YOUR TASK = From the data that follows, copy every line holding the string "blue".

TASK INPUTS =

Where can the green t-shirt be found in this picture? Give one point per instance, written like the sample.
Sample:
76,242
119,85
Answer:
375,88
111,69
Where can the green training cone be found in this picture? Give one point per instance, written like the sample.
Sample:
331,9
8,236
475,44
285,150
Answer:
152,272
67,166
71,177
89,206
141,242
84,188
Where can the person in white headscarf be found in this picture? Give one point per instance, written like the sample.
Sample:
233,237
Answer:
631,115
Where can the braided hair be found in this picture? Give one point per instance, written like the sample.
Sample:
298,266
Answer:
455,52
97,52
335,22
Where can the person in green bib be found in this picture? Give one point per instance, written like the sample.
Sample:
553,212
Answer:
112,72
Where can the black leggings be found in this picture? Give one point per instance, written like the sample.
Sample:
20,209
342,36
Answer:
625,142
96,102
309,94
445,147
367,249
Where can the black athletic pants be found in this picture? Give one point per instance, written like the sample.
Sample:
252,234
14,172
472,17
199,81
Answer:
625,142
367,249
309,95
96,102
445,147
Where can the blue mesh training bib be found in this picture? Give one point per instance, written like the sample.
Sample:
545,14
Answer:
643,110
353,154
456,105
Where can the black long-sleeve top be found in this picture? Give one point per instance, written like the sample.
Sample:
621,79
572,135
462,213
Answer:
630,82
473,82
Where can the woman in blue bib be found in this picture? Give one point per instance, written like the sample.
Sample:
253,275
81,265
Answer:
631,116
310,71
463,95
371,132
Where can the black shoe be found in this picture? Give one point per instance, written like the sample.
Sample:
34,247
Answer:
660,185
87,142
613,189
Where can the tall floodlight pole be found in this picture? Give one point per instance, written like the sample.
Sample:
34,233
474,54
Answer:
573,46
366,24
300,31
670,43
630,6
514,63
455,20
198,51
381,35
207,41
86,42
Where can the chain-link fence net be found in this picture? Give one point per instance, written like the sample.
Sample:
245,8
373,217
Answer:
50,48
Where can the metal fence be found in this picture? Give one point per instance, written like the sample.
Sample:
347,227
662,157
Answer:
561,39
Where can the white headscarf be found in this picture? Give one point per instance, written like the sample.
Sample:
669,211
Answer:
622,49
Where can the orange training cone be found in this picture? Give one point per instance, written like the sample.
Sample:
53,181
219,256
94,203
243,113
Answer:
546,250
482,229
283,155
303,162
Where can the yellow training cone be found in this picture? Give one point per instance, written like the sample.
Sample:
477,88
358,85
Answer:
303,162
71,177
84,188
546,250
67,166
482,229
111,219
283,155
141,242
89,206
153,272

COMPLETED EXERCISE =
Where can the blue mesh training bib be found in this picture? Give one point per instance, written like the sample.
Where can the woman in blue bib be found in this picture? Give one point per instance, written like the sample.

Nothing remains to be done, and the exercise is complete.